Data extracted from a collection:
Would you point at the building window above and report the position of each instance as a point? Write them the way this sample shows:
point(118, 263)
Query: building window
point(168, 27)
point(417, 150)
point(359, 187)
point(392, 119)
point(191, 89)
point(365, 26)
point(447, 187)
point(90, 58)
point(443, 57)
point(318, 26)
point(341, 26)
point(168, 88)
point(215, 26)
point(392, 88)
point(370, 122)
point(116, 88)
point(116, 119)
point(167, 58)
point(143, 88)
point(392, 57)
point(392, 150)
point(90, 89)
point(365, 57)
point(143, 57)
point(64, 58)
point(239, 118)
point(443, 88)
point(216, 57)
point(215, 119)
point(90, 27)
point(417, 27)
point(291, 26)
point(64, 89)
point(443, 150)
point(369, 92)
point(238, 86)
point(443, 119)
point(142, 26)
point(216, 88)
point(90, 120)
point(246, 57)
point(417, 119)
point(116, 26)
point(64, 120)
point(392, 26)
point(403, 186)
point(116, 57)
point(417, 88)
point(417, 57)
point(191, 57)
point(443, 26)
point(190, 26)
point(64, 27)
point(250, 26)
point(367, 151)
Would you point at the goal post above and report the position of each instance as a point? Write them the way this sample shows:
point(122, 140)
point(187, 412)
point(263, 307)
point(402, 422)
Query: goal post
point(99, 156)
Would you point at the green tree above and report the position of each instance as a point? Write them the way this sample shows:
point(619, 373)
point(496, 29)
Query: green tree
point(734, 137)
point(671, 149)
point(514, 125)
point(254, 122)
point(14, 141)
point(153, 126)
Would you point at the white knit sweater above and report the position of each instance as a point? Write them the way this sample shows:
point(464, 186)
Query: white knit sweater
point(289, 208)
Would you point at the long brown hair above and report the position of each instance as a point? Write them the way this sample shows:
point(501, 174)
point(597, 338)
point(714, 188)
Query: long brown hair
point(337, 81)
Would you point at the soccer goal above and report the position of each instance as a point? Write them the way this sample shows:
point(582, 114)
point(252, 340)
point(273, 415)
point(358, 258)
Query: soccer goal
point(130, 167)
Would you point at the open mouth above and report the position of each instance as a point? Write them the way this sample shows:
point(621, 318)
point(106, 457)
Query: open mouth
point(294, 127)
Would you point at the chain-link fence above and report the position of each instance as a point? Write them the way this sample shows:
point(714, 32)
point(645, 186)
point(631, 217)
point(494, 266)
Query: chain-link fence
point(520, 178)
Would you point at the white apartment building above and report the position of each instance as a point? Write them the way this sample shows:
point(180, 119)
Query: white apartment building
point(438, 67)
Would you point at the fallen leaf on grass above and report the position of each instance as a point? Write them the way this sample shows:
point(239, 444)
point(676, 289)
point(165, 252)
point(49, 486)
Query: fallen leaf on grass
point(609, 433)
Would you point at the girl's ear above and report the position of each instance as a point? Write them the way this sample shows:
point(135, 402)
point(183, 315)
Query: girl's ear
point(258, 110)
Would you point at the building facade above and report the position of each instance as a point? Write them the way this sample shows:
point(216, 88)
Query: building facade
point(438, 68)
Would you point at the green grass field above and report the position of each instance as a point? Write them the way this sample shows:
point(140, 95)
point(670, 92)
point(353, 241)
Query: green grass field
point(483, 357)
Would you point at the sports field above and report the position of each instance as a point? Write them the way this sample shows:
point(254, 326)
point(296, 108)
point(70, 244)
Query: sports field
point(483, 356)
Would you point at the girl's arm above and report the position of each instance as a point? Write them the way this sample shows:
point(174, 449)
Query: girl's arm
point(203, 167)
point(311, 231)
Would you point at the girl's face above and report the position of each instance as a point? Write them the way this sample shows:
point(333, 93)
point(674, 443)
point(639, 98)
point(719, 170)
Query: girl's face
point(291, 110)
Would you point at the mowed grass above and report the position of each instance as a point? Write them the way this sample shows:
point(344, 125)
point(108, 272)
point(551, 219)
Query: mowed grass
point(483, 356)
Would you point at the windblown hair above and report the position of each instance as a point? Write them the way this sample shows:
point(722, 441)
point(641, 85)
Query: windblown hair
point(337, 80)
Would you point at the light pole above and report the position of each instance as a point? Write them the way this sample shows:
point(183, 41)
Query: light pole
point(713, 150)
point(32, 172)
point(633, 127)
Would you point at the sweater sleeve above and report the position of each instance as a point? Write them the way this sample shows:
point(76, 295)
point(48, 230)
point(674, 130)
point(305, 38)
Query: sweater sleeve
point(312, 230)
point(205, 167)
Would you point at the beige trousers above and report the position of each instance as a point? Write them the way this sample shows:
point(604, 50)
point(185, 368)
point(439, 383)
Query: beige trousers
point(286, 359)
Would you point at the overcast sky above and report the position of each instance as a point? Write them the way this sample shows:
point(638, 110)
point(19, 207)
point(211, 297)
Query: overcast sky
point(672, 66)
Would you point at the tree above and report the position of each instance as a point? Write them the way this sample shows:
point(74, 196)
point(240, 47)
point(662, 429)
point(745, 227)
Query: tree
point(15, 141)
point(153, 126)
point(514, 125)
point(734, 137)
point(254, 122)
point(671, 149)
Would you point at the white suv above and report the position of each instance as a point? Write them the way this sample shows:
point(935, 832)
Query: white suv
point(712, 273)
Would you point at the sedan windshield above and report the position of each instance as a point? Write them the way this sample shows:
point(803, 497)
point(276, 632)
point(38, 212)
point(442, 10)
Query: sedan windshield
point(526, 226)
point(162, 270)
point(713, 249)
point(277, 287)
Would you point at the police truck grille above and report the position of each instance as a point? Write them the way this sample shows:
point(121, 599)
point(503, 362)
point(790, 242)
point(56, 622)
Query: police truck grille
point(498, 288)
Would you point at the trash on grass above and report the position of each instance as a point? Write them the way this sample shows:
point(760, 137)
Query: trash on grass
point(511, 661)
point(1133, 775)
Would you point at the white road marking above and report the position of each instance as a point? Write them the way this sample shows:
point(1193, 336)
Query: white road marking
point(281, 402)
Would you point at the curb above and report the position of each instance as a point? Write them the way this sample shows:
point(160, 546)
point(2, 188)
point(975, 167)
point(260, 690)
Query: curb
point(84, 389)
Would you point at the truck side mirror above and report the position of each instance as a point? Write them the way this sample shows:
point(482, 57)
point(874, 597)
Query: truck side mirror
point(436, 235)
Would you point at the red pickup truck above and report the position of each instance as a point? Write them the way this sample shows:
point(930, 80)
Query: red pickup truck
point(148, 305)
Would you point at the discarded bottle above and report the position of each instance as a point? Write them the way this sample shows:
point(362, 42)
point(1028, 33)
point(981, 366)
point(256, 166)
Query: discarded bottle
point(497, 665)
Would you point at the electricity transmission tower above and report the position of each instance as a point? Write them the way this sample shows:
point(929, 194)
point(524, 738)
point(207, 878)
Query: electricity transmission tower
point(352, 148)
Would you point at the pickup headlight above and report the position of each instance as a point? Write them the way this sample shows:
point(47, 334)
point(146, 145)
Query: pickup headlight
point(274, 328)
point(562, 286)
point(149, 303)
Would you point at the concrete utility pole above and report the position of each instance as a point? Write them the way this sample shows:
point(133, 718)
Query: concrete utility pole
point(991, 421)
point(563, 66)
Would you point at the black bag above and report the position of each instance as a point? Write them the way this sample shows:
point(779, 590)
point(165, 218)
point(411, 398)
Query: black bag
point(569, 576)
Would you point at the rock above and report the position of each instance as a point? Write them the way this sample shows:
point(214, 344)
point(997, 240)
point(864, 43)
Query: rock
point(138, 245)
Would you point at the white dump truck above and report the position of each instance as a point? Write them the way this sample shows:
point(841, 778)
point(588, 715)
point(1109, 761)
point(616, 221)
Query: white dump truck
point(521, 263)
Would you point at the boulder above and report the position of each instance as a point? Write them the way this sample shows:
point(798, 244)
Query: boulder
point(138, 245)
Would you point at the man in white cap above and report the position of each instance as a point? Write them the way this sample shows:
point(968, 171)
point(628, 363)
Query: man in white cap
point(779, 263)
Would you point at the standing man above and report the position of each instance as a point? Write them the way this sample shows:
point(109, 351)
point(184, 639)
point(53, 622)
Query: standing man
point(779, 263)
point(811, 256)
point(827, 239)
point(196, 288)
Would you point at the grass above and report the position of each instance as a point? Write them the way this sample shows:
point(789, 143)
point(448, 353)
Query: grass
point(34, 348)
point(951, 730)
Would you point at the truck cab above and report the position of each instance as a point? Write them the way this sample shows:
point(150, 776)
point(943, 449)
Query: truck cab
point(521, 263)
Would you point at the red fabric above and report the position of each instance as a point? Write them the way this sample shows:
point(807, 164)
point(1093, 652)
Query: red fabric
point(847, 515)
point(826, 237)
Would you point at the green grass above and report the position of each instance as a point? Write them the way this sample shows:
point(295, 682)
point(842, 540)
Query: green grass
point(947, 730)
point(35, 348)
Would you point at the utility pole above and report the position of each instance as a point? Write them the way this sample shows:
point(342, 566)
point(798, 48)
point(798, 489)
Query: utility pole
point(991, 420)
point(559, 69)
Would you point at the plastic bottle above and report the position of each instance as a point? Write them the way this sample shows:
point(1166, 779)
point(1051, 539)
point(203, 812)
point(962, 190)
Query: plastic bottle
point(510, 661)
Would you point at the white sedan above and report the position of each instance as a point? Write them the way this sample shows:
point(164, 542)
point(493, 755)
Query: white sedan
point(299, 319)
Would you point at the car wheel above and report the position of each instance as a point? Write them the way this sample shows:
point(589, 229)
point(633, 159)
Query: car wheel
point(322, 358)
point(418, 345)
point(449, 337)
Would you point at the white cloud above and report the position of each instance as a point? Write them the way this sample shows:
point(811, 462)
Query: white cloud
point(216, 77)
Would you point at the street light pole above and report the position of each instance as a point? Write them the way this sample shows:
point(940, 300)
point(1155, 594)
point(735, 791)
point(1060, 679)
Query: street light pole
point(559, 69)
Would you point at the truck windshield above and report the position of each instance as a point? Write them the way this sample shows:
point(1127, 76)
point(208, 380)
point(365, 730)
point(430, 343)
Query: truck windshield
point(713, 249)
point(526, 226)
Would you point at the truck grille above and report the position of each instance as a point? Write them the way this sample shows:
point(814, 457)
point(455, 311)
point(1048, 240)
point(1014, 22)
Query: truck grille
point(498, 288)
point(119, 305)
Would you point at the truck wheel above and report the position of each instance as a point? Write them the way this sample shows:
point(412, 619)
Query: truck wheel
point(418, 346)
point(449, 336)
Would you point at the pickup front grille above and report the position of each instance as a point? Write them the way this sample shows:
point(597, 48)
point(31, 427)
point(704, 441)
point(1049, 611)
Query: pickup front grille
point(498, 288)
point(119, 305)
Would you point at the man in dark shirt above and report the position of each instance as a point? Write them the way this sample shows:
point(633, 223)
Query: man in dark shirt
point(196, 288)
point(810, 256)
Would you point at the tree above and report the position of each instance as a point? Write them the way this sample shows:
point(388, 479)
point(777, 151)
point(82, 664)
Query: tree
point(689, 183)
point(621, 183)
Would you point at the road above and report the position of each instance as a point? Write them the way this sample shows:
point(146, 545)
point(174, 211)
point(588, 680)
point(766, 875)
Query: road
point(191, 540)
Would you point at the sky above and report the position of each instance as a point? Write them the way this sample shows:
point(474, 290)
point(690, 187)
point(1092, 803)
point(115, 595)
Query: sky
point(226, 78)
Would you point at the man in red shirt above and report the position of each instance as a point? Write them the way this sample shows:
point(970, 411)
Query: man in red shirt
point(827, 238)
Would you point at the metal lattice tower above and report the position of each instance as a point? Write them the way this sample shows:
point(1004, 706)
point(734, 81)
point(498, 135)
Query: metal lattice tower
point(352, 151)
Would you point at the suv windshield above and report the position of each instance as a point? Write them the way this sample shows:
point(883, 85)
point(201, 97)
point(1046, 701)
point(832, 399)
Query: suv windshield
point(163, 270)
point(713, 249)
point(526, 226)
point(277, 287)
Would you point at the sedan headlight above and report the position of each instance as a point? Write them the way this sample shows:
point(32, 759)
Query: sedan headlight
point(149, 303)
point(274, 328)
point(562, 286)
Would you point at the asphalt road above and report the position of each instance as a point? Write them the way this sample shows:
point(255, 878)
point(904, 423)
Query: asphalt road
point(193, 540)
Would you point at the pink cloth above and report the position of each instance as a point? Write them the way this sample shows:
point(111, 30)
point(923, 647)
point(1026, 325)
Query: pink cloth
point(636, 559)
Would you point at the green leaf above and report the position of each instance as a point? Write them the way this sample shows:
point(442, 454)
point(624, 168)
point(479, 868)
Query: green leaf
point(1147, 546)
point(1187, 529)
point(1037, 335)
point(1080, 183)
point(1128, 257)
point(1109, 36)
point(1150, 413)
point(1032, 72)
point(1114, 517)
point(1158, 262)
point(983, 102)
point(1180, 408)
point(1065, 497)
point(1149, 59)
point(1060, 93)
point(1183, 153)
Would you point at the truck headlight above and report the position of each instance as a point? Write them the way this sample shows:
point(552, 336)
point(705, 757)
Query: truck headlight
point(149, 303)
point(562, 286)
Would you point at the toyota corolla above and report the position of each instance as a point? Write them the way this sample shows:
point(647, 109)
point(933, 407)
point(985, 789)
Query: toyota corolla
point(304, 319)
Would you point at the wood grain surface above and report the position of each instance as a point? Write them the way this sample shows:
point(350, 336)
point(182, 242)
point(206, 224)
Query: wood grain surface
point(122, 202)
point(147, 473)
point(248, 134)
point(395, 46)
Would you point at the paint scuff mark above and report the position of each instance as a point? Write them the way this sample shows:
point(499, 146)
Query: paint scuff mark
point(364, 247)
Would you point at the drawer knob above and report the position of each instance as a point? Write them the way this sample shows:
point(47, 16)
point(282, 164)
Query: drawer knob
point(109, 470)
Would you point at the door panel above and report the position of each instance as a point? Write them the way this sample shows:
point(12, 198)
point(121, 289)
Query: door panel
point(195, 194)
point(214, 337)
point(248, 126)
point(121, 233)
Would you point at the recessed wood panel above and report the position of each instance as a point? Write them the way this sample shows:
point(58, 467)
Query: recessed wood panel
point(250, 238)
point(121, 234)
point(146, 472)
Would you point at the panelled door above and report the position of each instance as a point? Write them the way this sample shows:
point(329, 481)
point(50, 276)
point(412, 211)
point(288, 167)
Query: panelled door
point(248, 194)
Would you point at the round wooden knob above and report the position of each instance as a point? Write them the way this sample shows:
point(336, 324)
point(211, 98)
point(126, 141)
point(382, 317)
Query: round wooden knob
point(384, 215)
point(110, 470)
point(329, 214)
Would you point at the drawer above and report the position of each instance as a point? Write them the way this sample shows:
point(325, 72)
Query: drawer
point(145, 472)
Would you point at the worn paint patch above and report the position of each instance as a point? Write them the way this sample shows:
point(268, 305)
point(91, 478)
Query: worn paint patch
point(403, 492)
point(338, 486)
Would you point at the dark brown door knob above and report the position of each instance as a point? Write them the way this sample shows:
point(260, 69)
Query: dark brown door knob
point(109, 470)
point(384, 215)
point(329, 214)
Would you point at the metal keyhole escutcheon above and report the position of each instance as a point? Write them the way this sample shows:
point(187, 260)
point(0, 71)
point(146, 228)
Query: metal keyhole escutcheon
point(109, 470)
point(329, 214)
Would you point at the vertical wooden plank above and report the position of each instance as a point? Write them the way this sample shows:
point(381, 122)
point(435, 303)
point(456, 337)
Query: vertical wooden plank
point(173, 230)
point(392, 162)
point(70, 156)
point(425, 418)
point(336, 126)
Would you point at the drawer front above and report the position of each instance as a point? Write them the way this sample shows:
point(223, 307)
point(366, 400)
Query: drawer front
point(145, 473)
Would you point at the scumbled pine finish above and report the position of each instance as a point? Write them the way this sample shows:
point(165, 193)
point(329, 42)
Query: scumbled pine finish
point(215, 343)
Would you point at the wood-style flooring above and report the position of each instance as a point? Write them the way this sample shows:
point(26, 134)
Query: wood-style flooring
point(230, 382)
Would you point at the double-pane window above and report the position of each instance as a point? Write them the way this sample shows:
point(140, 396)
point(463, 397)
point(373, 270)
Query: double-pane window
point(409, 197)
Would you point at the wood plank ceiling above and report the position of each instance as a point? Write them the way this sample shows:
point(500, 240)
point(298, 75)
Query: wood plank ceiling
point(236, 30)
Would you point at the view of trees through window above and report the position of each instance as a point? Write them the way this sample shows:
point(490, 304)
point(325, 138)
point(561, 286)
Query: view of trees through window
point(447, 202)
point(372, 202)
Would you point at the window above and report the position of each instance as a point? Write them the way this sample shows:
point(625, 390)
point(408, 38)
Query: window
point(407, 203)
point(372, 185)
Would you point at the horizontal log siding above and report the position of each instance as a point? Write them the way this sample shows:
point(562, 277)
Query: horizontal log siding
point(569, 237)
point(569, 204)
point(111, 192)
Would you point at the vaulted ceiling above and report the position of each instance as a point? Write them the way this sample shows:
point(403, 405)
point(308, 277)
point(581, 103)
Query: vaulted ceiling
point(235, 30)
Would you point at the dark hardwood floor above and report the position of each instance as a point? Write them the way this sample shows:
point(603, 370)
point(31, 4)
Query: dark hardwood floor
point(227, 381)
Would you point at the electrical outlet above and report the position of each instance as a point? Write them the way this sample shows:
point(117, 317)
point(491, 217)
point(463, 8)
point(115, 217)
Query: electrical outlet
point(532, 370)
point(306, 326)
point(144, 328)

Task directions => Begin at the first line of the records above and quote every line verbatim through the one that contains "point(118, 263)".

Expected answer =>
Would you point at the building window above and report the position of each instance as a point? Write them the way this sample shows:
point(118, 263)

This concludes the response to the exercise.